__TASK TO COMPLETE__: Could every line of the data be printed exactly as it reads?

__DATA SUPPLIED__:
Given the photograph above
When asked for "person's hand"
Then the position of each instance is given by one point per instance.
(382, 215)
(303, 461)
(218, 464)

__THE RESULT__:
Given the photograph above
When asked for "person's hand"
Then the position of each instance is given by one point per instance.
(382, 215)
(303, 461)
(218, 464)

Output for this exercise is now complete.